-- How to complete this task --
Could you set down every record below exactly as it appears?

-- Data supplied --

====

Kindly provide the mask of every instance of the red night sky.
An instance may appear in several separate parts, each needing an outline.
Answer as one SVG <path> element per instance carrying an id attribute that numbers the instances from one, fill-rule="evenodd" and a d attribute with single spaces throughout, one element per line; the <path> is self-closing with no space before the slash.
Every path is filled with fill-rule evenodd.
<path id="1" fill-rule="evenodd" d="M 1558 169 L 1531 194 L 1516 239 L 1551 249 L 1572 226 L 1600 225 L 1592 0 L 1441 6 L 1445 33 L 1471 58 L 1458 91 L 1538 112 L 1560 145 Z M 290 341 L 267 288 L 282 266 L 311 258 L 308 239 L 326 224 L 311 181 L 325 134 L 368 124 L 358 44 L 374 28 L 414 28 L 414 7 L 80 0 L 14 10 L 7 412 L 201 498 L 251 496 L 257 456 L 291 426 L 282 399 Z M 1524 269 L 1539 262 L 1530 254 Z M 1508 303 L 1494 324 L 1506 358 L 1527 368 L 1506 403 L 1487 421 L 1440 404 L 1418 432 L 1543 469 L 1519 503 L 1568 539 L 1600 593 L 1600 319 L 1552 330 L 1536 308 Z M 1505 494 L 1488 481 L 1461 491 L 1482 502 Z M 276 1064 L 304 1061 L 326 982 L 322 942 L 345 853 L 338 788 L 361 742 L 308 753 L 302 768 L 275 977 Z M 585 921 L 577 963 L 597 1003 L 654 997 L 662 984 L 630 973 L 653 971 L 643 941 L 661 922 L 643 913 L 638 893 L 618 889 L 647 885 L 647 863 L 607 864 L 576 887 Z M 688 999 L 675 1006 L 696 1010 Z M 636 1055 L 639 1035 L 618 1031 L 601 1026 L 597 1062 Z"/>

====

-- Solution for this exercise --
Kindly provide the mask of every instance of the red night sky.
An instance may appear in several separate parts, each needing an outline.
Answer as one SVG <path> element per instance carrying an id attribute that numbers the instances from one, fill-rule="evenodd" and a d attribute with single spaces throughout, one element per line; the <path> is self-closing with no space before the slash.
Every path is filled with fill-rule evenodd.
<path id="1" fill-rule="evenodd" d="M 1558 169 L 1531 194 L 1516 239 L 1551 249 L 1572 226 L 1600 225 L 1592 0 L 1441 6 L 1445 33 L 1471 58 L 1458 91 L 1538 112 L 1560 145 Z M 290 341 L 267 288 L 282 266 L 311 258 L 308 239 L 326 224 L 311 181 L 325 134 L 368 124 L 358 44 L 374 28 L 414 28 L 414 7 L 80 0 L 14 10 L 7 412 L 201 498 L 251 496 L 257 456 L 291 426 L 282 399 Z M 1524 269 L 1539 262 L 1530 254 Z M 1508 303 L 1494 324 L 1506 358 L 1527 368 L 1506 403 L 1487 421 L 1440 404 L 1418 432 L 1543 469 L 1519 503 L 1568 539 L 1600 593 L 1600 319 L 1552 330 L 1536 308 Z M 1505 494 L 1488 481 L 1461 491 L 1482 502 Z M 276 1064 L 304 1061 L 326 982 L 322 942 L 345 853 L 338 788 L 361 742 L 308 753 L 302 768 L 275 977 Z M 585 921 L 577 963 L 597 1003 L 654 997 L 662 984 L 630 973 L 653 971 L 643 941 L 661 922 L 643 913 L 638 893 L 618 889 L 647 885 L 647 863 L 607 864 L 576 887 Z M 688 999 L 675 1006 L 696 1010 Z M 636 1055 L 639 1035 L 618 1031 L 601 1026 L 597 1062 Z"/>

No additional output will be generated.